** Given data follows **

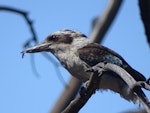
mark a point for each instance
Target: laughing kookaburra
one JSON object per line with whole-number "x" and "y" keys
{"x": 76, "y": 53}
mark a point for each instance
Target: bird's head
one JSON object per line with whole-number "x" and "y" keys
{"x": 58, "y": 41}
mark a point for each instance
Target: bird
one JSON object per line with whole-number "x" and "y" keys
{"x": 77, "y": 53}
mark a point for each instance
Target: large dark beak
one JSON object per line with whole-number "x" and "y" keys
{"x": 44, "y": 46}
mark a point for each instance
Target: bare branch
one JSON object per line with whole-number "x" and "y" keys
{"x": 68, "y": 94}
{"x": 93, "y": 84}
{"x": 130, "y": 82}
{"x": 144, "y": 6}
{"x": 85, "y": 93}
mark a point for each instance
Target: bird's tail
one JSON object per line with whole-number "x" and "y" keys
{"x": 141, "y": 97}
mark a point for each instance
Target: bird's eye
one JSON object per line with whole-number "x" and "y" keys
{"x": 53, "y": 38}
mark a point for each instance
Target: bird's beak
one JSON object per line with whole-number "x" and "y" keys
{"x": 44, "y": 46}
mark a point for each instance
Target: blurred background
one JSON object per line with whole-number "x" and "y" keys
{"x": 22, "y": 91}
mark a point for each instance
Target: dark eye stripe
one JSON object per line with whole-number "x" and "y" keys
{"x": 52, "y": 38}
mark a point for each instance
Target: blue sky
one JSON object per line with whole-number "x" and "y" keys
{"x": 23, "y": 92}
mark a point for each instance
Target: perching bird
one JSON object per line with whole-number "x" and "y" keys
{"x": 76, "y": 53}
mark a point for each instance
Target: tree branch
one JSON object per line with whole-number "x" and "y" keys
{"x": 94, "y": 82}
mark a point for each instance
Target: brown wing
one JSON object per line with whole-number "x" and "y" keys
{"x": 93, "y": 54}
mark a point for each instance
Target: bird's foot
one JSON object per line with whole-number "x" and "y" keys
{"x": 142, "y": 84}
{"x": 99, "y": 68}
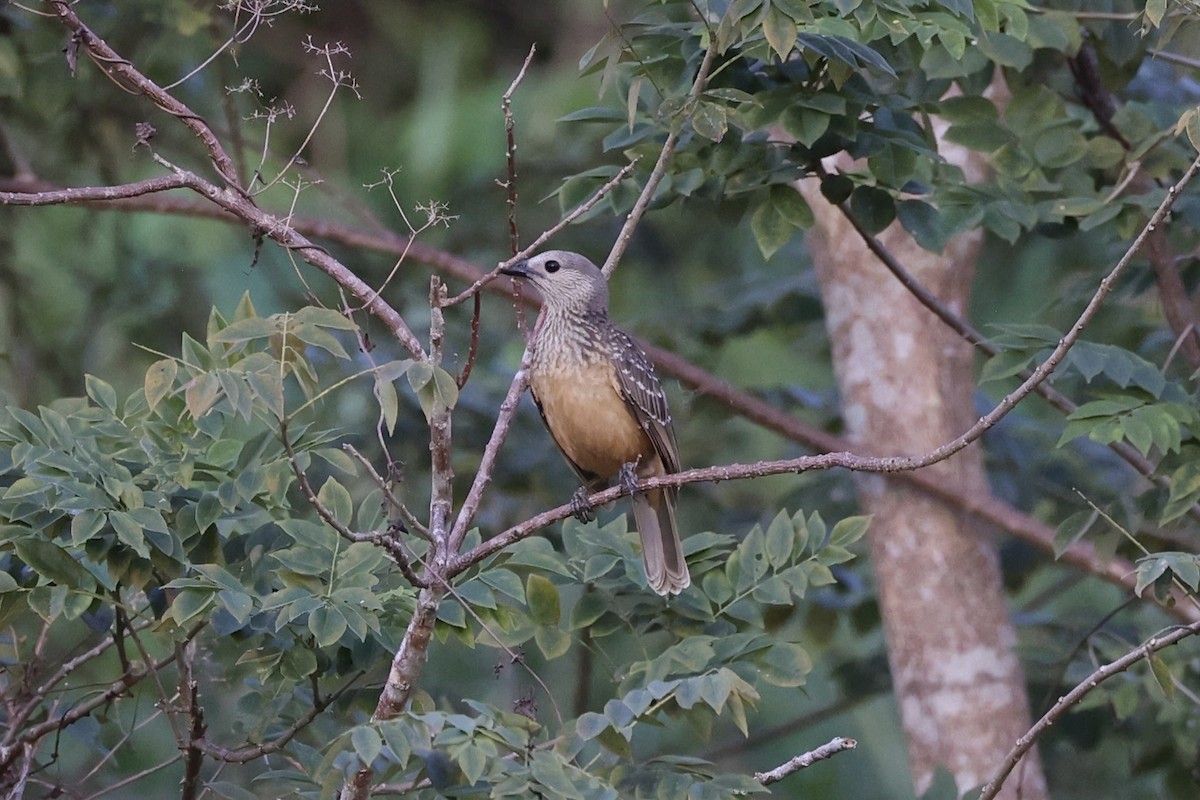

** End of Given data **

#### Assignment
Please restate the data word for word, leaving out any picture it holds.

#### Answer below
mark a point for each instance
Target: laughing kookaburra
one JSON object per line with whole-number "x" and "y" keys
{"x": 76, "y": 53}
mark a point for each instance
Target: bird's head
one JSON object per line with whole-number "x" and "y" keys
{"x": 58, "y": 41}
mark a point for each instance
Target: bird
one JSON object per line with whole-number "x" and "y" keys
{"x": 77, "y": 53}
mark a point for each instance
Target: large dark beak
one JSON object per line with whole-number "x" and "y" keys
{"x": 44, "y": 46}
mark a point for each instance
Target: bare branch
one JSON object per line with whole-number "x" and "y" keys
{"x": 68, "y": 94}
{"x": 93, "y": 84}
{"x": 130, "y": 82}
{"x": 144, "y": 6}
{"x": 85, "y": 93}
mark a point for each instance
Target: bird's tail
one JSON object per line with whole-number "x" and "y" keys
{"x": 141, "y": 97}
mark a point for each instance
Target: bird's eye
one JSON object per line with whole-number "x" and "y" keys
{"x": 53, "y": 38}
mark a point for each instance
Target: bird's beak
one JSON object per line with whole-number "x" and "y" keys
{"x": 44, "y": 46}
mark a point for each instance
Target: blurred background
one JSON object per line with whole-number "x" and "y" keys
{"x": 22, "y": 91}
mark a point for each instance
Target: dark eye stripe
one JSON object per line with whole-number "x" and "y" keys
{"x": 52, "y": 38}
mark a point for each instance
Target: blue sky
one JSON object per line with whole-number "x" and "y" keys
{"x": 23, "y": 92}
mark a point for each instance
Target: perching bird
one JSON object per line with whole-number "x" and "y" keys
{"x": 76, "y": 53}
mark a point for each instance
Target: tree branch
one JSON object per line with whole-number "x" and "y" keys
{"x": 94, "y": 82}
mark a point for each instance
Target: brown wing
one JSON object per line with whole-number "x" and "y" keys
{"x": 93, "y": 54}
mark a point for each instance
Target: bird's foot
one JSON object per line with whole-number "x" and "y" keys
{"x": 142, "y": 84}
{"x": 99, "y": 68}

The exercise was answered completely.